Answer these from the article on Ella Fearon-Low:
(a) Which journalist and writer speaks with her for Goldsmiths' Stories?
(b) Where is her garden studio?
(c) What does she keep in a set of drawers in the studio?

§ **Given text**
*****

Ella Fearon-Low – a treasure trove of waiting-to-happen moments


“As I’ve gone along, my life has become more complicated… and it’s almost like out of the darkness of those moments, and the darkness of the world around us, it’s this quiet act of rebellion to create work that is joyful and fun and maybe not too serious,” For Goldsmiths’ Stories, journalist and writer Kate Youde speaks with Ella Fearon-Low about embracing what makes you happy, creating joyful art in response to the darkness outside, and delving into the treasure trove of waiting-to-happen moments.

Ella Fearon-Lowe in her studio ©Paul Reed Photography

From glass canisters of pine cones, driftwood and seed heads to labelled ice cream tubs of beach finds and smashed windscreen, the garden studio at Ella Fearon-Low’s suburban south London home exposes the artist jeweller’s fascination with diverse materials. A work bench holds a pile of balsa wood; a set of drawers is dedicated to offcuts of Lucite, a staple of her vibrant designs. She pulls out plastic trays lined with different shapes, sizes and colours of pearls, and later shows me her collection of shards of antique ceramics in the adjacent shed.

*****

§ **Information supplied**
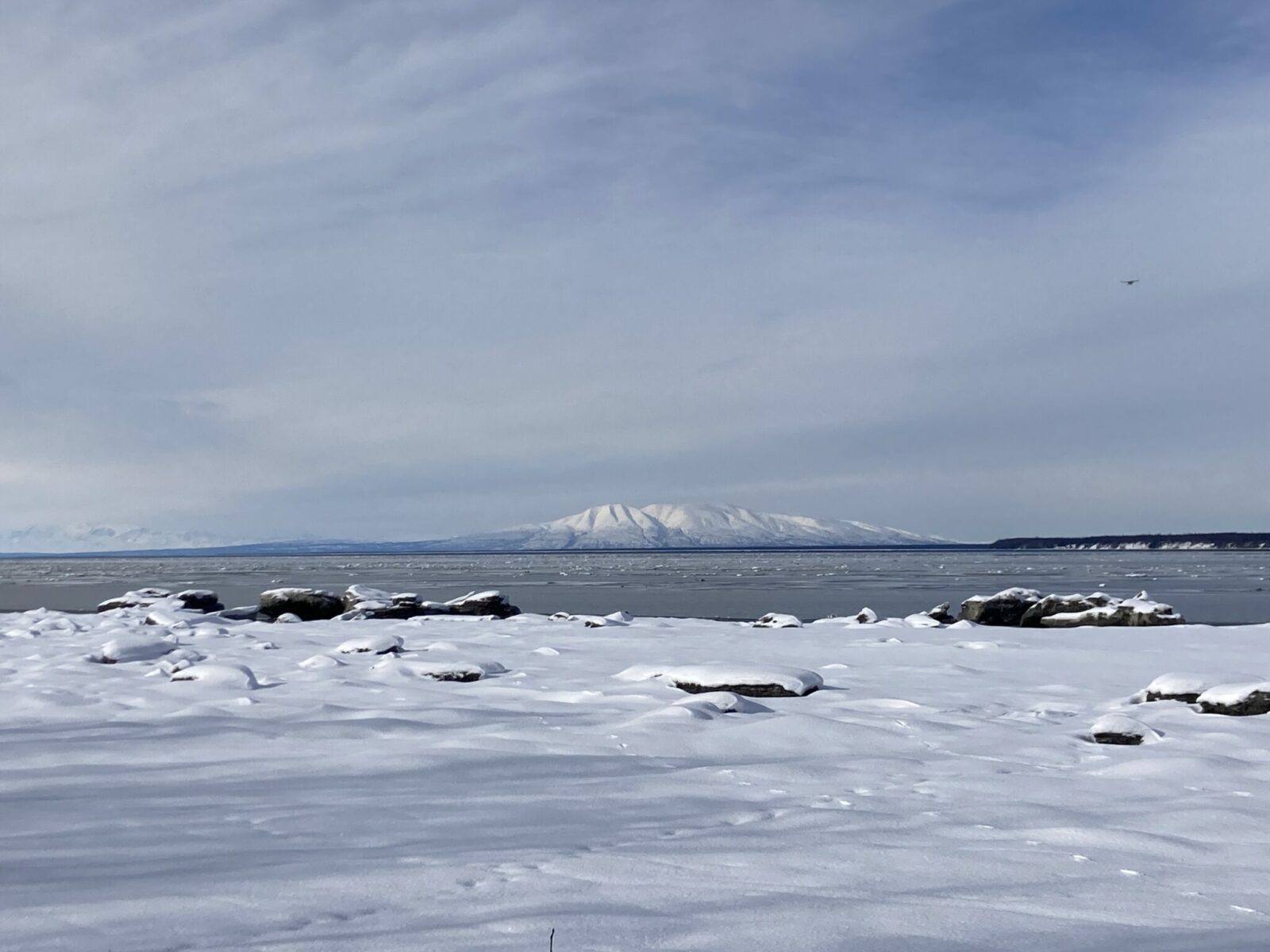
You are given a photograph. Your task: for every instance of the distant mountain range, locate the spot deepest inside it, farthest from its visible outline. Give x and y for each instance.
(102, 539)
(605, 527)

*****

§ **Written answer**
(a) Kate Youde
(b) At her suburban south London home
(c) Offcuts of Lucite